### Task to carry out
Rescale the entries below, starting at the line that contains "task | put a marker on each instance of the man" and stopping after the line that contains "x=97, y=197". Give only those lines again, requests included, with each coordinate in the answers multiplied by 2.05 and rounded to a whole number, halves up, and leave the requests and their format samples unchanged.

Location annotation dataset excerpts
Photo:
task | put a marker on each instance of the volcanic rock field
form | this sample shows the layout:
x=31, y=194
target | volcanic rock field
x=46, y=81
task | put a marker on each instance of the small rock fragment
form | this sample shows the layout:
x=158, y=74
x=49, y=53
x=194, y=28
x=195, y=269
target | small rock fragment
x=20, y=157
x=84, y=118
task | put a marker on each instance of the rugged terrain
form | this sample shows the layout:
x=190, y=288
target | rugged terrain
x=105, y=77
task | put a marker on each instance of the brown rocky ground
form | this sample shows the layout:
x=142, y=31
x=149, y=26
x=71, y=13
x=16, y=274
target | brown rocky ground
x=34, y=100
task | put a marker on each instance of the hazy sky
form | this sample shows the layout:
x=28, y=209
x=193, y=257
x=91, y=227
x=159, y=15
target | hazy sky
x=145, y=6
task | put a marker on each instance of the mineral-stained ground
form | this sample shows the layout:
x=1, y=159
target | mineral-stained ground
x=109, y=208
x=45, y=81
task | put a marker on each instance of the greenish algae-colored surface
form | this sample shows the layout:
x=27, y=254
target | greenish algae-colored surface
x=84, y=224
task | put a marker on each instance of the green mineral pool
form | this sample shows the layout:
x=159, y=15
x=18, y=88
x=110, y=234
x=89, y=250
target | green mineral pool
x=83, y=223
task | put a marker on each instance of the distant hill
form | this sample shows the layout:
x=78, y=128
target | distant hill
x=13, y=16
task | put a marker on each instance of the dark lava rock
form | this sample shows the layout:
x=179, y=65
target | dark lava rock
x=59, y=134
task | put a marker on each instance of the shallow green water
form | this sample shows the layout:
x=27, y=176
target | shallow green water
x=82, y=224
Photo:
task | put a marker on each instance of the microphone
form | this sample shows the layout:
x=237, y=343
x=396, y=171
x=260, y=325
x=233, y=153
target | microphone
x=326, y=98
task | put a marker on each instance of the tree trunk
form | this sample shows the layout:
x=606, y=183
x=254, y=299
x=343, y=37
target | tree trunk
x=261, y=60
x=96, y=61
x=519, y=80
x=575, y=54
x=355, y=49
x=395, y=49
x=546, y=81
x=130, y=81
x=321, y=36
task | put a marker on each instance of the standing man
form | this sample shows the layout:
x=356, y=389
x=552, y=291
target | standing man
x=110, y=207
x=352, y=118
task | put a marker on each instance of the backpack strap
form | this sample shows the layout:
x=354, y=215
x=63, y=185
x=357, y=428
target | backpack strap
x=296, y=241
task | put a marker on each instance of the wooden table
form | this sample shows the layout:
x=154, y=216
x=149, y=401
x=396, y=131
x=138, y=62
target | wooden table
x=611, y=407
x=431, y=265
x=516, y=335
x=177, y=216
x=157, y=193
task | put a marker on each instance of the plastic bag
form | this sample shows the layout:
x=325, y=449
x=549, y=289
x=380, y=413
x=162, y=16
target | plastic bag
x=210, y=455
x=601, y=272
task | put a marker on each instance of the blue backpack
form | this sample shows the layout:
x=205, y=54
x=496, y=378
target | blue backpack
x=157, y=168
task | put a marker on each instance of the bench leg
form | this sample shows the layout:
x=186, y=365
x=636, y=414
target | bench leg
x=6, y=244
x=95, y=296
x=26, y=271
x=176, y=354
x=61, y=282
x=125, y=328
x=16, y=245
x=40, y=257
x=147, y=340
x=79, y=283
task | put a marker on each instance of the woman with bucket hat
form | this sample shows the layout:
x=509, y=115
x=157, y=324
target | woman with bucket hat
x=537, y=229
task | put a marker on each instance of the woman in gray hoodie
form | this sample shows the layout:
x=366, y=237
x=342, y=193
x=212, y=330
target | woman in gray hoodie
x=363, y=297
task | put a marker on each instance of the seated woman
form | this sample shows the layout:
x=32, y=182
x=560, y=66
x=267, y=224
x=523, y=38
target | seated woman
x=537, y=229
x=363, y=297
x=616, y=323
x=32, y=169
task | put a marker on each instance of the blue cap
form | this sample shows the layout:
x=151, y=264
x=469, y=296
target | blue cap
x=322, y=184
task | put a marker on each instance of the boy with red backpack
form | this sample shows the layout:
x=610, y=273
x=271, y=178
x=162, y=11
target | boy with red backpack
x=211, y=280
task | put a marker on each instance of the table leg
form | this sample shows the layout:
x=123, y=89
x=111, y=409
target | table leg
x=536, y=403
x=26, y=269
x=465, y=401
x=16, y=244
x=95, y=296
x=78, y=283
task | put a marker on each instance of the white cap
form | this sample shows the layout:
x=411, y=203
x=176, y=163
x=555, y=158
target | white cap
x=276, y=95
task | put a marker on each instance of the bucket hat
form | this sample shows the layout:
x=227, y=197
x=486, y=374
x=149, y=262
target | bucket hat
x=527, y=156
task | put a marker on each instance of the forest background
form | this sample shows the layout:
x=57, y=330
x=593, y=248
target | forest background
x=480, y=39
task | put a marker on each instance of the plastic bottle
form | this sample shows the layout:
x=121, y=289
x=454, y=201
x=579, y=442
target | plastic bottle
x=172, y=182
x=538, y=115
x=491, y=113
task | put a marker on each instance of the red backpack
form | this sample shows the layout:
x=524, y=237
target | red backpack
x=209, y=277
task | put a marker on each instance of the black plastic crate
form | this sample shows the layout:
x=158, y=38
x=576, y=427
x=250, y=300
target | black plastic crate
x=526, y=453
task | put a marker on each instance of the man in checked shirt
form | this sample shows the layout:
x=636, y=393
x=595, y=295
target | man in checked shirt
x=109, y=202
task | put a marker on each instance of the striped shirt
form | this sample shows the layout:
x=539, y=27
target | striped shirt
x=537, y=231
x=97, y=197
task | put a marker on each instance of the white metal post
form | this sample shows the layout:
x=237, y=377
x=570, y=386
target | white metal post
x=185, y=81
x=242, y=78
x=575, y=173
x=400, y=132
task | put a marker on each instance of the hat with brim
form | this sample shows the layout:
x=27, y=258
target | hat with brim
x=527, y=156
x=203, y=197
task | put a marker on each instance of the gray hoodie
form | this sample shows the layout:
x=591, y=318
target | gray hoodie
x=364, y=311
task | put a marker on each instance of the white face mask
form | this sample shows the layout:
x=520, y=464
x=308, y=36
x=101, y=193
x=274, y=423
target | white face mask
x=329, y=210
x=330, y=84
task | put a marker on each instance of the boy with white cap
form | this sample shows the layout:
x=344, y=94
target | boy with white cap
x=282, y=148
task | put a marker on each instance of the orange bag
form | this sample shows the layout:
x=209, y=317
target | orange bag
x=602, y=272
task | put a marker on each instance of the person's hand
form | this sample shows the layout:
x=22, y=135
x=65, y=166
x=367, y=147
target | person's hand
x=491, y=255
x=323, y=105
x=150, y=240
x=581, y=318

### Expected answer
task | put a marker on each instance of the man in checked shirt
form | this sample shows the layout:
x=636, y=393
x=595, y=295
target | man in checked shirt
x=223, y=414
task | put a marker on each instance of the striped shirt
form | this sample shows the layout:
x=539, y=27
target | striped shirt
x=1101, y=474
x=199, y=404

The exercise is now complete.